(Data entries)
:::::

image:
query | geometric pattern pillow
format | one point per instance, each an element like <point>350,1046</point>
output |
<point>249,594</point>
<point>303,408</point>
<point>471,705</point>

:::::

■ The task ■
Return the entries above line for line, changing nothing.

■ Exercise response ■
image:
query | geometric pattern pillow
format | one point per instance, each an element like <point>350,1046</point>
output |
<point>249,594</point>
<point>303,408</point>
<point>471,705</point>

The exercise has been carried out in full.